● EXTRACT TO READ:
────
TPR Wraps Up Cinema Tuesdays with Screening of Mel Brooks' Blazing Saddles

click to enlarge TPR Wraps Up Cinema Tuesdays with Screening of Mel Brooks' Blazing Saddles
Warner Bros.
“Please do not write a polite script” was Mel Brooks’ injunction to his room of writers. The 1970s allowed Hollywood to wallow in crudity and vulgarity, and Brooks took advantage of that to produce the first blockbuster of a new genre, the politically incorrect comedy.

A spoof of Westerns, the story introduces a black sheriff (Cleavon Little) into a dismayed all-white town. In reality, the Old West had plenty of African-Americans escaping the legacy of slavery to become soldiers and cowboys and lawmen — for example, Deputy Marshal Bass Reeves and Texas rodeo star Bill Pickett.
────
● SUPPLIED ENTRIES:
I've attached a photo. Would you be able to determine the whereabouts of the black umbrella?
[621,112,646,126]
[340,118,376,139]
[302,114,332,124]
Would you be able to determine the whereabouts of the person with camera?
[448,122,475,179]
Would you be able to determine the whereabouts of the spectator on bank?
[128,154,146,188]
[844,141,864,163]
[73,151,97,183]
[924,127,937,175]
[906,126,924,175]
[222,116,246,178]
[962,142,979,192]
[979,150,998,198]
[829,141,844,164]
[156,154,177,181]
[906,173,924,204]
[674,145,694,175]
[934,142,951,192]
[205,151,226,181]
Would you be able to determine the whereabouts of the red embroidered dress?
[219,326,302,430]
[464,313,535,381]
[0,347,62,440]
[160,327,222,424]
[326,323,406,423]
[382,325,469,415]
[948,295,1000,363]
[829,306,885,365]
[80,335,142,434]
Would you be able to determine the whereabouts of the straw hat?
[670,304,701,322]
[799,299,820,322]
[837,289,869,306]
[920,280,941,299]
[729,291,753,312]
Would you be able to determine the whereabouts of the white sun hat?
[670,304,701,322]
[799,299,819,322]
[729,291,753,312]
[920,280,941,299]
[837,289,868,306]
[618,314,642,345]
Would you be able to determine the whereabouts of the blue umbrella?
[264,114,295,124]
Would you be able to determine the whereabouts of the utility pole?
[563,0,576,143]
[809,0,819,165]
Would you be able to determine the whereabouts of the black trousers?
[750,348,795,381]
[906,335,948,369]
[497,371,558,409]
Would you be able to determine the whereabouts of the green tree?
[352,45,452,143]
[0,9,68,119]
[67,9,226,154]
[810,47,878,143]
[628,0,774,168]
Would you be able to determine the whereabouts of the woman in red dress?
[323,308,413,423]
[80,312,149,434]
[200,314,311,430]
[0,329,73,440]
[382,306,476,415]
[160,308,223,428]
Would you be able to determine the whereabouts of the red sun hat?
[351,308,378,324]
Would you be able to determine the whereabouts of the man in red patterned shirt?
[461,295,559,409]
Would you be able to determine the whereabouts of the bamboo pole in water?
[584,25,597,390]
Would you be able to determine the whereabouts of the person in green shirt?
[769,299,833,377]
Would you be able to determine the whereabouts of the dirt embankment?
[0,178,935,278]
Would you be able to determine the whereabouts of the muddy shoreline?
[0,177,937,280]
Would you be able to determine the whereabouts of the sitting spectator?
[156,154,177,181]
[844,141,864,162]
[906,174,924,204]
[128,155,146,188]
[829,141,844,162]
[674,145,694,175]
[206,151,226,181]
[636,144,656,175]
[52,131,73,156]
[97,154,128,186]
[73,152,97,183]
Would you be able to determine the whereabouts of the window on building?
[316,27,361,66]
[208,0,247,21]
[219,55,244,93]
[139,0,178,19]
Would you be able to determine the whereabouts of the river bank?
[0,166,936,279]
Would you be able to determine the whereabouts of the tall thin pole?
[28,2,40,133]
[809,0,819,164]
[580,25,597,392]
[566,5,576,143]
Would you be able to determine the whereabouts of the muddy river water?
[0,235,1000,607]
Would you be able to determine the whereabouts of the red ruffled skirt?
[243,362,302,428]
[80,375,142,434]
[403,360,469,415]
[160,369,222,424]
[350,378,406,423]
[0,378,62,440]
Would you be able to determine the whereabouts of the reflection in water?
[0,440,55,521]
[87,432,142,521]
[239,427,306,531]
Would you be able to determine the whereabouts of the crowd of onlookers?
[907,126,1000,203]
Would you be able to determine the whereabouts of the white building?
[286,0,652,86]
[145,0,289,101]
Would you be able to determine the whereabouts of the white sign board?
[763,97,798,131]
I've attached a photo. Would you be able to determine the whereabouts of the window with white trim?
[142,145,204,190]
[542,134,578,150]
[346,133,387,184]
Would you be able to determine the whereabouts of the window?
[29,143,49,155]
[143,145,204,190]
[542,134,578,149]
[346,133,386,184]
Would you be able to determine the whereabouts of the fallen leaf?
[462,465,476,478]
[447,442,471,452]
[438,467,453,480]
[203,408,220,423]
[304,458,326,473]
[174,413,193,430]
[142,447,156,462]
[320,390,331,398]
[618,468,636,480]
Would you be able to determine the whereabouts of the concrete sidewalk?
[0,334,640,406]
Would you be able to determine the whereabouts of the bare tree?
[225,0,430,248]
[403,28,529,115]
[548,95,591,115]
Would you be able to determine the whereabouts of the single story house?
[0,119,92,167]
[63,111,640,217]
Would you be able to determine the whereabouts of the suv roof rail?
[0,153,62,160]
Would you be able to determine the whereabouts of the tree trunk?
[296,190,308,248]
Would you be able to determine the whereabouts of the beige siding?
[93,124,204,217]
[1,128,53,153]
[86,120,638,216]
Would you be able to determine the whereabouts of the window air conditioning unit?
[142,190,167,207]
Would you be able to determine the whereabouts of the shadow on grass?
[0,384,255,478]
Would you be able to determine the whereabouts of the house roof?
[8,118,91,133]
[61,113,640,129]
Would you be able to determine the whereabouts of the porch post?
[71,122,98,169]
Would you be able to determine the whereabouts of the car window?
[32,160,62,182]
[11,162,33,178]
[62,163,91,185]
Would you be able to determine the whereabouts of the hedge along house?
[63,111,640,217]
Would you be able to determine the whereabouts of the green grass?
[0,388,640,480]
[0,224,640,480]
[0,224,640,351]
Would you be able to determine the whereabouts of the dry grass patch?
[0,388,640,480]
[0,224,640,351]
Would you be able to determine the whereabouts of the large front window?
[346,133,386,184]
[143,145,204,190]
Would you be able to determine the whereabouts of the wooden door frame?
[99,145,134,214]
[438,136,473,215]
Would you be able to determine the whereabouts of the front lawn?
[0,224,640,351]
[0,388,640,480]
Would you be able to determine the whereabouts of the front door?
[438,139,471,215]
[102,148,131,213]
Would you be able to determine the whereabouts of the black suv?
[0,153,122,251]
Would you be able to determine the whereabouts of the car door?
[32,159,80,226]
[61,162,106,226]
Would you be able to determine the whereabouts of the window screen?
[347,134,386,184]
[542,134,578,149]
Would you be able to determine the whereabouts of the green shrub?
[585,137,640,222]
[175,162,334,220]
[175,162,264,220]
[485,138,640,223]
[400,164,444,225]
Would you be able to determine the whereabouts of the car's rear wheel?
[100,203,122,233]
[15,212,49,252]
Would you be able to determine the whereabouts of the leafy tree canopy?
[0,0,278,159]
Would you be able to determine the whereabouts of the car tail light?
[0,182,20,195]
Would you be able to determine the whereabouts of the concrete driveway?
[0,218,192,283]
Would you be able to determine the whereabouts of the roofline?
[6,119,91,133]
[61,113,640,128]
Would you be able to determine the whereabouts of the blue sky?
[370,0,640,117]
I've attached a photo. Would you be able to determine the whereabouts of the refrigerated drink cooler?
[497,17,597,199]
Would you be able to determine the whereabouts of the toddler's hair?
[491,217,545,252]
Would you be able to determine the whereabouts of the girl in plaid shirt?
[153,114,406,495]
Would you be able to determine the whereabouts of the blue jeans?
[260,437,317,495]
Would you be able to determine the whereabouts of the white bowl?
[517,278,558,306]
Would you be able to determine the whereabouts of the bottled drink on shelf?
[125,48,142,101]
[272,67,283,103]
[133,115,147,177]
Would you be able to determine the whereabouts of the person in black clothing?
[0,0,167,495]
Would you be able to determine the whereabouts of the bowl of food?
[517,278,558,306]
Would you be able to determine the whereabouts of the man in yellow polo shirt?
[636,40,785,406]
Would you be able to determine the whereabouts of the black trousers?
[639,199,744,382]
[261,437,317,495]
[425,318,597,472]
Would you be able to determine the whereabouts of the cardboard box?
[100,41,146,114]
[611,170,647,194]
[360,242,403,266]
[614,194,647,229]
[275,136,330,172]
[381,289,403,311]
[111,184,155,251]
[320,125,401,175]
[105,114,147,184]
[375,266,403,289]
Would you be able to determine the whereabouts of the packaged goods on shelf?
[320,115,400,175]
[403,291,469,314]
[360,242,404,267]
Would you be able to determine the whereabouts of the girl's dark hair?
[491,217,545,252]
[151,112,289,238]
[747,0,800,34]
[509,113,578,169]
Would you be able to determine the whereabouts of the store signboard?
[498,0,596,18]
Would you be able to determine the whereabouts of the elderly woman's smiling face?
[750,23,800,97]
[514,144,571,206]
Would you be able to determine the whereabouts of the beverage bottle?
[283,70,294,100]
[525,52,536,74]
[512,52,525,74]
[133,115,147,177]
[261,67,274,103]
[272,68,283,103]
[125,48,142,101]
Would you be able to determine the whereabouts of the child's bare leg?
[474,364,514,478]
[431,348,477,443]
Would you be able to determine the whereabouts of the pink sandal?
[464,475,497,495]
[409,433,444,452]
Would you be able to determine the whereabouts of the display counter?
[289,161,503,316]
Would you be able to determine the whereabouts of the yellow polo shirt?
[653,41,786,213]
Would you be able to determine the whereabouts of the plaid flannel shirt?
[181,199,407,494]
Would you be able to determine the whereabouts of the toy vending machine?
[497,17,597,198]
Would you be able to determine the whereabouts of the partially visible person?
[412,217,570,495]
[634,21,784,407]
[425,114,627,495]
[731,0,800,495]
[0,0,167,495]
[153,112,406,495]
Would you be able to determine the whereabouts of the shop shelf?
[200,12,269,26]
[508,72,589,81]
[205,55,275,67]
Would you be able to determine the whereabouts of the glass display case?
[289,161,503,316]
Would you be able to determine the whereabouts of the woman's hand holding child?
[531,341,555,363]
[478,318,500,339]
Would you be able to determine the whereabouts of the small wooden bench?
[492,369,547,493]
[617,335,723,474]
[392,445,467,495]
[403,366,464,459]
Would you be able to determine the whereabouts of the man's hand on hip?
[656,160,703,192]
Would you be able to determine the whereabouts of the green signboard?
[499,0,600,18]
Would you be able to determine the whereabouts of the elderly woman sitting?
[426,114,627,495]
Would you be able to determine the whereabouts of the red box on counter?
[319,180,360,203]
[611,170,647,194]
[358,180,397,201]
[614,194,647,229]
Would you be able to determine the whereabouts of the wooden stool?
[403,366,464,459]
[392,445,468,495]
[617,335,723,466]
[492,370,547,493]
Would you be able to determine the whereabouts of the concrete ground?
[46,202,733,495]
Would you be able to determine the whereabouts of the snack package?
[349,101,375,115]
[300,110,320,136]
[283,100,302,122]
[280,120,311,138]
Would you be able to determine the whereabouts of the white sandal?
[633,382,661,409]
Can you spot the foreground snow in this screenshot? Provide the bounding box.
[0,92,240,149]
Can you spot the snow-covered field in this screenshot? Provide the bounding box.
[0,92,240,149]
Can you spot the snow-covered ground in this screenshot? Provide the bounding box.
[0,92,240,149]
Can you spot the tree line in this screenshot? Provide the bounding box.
────
● WHAT THIS EXERCISE ASKS:
1. In the article on the Blazing Saddles screening, which actor plays the black sheriff?
2. According to the article on the Blazing Saddles screening, what allowed Mel Brooks to make the first blockbuster politically incorrect comedy?
3. Pick up the article on the Blazing Saddles screening after its last sentence and keep writing.

● ANSWERS TO THE TASKS:
1. Cleavon Little.

2. In the 1970s, Hollywood was free to wallow in crudity and vulgarity. Brooks took advantage of that freedom.

3.
But that history hadn’t been told in mainstream Hollywood mythology, so Brooks used the new post-blaxploitation liberalism to rub audience’s noses in a vision that showed what old-school Westerns didn’t, from profanity and racism to flatulence. Gene Wilder, Madeline Kahn, Dom DeLuise, Harvey Korman and Slim Pickens were along for the ride, with cameos by Brooks and Count Basie’s Orchestra. Comedy was never the same. TPR wraps up its excellent Cinema Tuesdays series with a screening of the 1974 classic.